Material provided -
+ + + +

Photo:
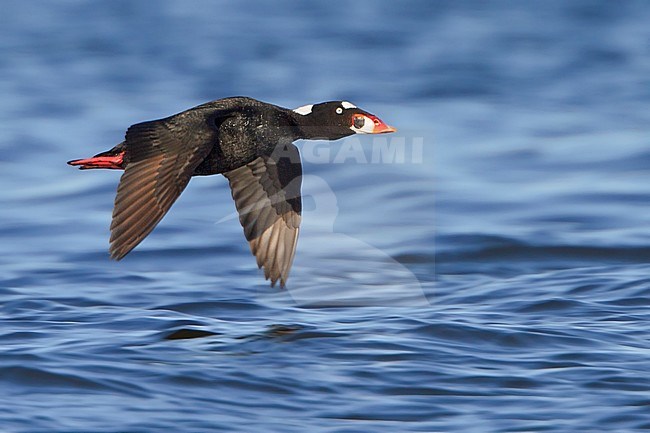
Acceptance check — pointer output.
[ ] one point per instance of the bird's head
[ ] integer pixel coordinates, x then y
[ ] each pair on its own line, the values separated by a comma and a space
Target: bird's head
337, 119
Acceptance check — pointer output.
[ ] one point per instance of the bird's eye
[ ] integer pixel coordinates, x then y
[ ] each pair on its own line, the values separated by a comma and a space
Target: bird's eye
359, 121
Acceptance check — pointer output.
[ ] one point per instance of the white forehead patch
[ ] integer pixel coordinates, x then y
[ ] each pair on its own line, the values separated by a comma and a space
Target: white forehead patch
304, 110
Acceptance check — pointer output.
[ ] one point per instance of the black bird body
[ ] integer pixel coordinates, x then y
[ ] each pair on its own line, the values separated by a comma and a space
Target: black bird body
248, 141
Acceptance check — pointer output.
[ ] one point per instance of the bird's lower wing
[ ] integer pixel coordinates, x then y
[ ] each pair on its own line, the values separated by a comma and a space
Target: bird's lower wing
267, 196
162, 157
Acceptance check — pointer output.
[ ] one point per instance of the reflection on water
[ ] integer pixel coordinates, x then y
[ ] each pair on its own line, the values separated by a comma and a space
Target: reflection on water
523, 126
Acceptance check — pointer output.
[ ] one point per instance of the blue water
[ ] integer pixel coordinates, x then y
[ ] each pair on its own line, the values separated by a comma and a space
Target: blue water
498, 282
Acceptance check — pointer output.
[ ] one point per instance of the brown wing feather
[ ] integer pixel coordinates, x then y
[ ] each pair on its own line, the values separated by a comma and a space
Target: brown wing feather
162, 157
267, 197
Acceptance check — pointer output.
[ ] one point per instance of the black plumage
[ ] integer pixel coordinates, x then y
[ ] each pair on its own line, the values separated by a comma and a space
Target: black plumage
248, 141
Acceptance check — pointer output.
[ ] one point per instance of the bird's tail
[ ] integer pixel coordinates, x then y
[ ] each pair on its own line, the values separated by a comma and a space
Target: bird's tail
110, 159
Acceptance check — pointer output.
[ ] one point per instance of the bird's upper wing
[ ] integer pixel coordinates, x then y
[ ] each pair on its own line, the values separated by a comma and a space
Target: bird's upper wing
162, 155
267, 197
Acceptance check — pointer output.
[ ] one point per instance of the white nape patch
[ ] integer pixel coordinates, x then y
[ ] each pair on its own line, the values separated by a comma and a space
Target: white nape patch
367, 128
304, 110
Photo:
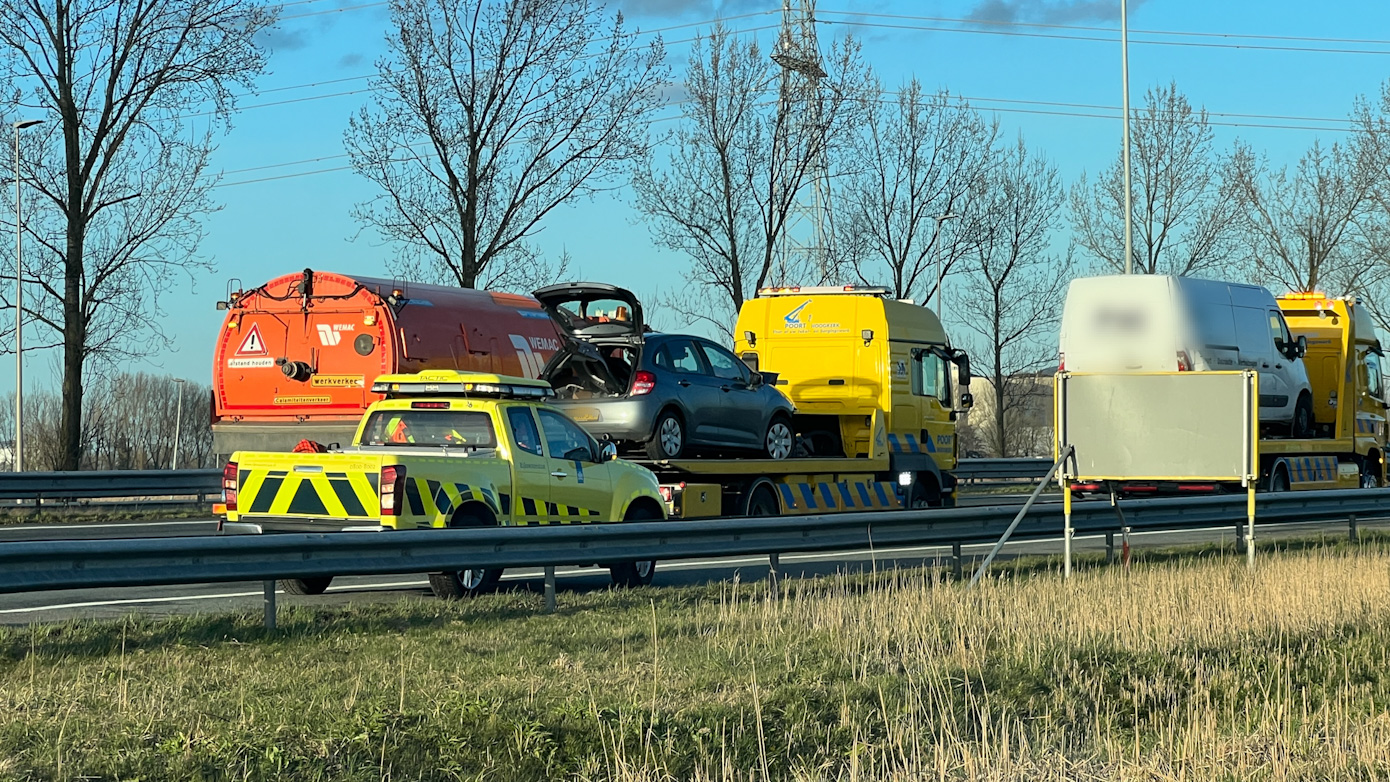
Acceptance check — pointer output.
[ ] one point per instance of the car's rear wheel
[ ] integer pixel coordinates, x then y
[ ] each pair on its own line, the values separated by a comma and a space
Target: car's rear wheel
667, 436
469, 582
642, 571
306, 585
779, 439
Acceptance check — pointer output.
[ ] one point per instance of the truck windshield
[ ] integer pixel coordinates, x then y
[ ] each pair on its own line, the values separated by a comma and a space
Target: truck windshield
430, 428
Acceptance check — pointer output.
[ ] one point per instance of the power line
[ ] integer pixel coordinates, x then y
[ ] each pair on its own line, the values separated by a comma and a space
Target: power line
1096, 39
1043, 25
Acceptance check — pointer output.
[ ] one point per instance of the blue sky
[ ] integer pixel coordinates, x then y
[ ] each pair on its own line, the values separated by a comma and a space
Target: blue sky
287, 192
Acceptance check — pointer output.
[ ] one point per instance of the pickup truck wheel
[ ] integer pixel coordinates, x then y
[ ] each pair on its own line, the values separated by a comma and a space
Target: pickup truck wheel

+ + + +

Your task - Count the lines in the entries above that contain the word "forehead" and give only that number.

Task answer - 2